● DOCUMENT EXTRACT
One of the exciting things about being a homeowner now is that I get to design the landscaping! This being me doing the planning, however, means that the process of designing a landscape is more involved than “that’s pretty, lets plant it”-type planning. In my world I’m not just designing a personal garden because it is not just a few few square feet of ground, instead I am designing one small part of a larger world and my decisions can make a difference in that world.

Obviously the landscaping has to fit and support our lives, needs, and desires. We want increased resale value, spaces to relax, beautiful views, shade, an area for eating and entertaining, an awesome herb garden, a vegetable garden, fruit trees, minimized watering and maintenance, and practical spaces like clothesline, solar oven, composter, rain barrels, and place for the garbage and recycling cans. This is where most people stop in their planning, but our yard isn’t just something that affects our lives.

Our garden affects the environment around us because it is part of it. The same climate and geology that shapes the native landscapes around us influence our garden, and a garden has the ability to influence the world around it. While as a society we have used water and other inputs to force landscapes to diverge from the native forces, there is a cost to that which is becoming greater and more apparent. Likewise we have brought plants into new areas where sometimes they become invasive weeds, crowding out the native plants and animals.

● MATERIAL PROVIDED
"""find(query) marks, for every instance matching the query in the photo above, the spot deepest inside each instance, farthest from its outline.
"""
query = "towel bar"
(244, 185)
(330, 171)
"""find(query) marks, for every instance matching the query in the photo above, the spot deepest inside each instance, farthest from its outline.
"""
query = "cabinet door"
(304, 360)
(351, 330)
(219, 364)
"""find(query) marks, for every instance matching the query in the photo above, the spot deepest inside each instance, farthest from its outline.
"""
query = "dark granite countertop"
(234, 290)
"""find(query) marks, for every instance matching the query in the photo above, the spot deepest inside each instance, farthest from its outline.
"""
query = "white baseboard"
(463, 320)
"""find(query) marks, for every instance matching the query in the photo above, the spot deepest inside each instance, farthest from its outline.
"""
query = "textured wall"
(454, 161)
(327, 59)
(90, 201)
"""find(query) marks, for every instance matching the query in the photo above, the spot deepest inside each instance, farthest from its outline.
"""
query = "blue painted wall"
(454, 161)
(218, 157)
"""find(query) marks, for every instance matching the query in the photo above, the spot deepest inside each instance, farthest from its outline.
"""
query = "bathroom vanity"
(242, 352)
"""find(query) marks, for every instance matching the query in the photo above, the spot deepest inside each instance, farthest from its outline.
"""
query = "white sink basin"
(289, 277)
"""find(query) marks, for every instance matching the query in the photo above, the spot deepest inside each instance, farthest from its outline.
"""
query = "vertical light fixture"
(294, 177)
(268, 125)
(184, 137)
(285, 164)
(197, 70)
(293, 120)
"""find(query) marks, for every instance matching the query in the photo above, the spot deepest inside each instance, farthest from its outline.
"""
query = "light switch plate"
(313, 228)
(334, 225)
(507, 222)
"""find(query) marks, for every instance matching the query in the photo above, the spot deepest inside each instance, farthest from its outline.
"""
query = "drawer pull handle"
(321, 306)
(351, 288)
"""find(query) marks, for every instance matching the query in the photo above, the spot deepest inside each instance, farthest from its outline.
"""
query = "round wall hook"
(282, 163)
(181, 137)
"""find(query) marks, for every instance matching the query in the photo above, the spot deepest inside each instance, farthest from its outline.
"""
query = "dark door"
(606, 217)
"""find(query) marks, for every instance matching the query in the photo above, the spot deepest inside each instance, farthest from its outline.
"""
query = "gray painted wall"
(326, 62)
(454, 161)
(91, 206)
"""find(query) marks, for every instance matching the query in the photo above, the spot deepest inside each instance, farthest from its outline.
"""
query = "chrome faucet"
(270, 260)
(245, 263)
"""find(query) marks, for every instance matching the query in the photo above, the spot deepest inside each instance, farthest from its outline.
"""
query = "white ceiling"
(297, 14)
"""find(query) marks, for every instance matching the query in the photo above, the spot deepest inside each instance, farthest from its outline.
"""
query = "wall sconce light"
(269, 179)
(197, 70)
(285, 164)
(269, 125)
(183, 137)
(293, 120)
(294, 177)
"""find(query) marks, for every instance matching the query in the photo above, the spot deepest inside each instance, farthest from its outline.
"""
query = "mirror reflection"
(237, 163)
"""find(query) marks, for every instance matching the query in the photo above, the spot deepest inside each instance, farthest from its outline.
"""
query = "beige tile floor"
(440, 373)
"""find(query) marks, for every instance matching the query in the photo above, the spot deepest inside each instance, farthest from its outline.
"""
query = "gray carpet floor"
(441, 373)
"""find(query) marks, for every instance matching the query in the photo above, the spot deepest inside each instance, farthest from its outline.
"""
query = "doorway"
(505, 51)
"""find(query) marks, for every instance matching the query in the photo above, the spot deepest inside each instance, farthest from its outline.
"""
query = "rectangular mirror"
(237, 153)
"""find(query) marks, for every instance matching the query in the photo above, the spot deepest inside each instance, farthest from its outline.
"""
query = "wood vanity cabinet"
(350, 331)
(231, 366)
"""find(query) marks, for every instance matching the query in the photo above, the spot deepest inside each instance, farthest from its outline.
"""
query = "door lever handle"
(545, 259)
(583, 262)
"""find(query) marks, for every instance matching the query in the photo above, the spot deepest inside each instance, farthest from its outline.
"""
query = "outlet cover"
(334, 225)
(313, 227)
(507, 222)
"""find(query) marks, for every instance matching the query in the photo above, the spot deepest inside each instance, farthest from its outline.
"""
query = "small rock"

● PROBLEM STATEMENT
In the landscaping excerpt, what sometimes happens to plants brought into new areas?

● OUTPUT FOR THIS TASK
They sometimes become invasive weeds that crowd out the native plants and animals.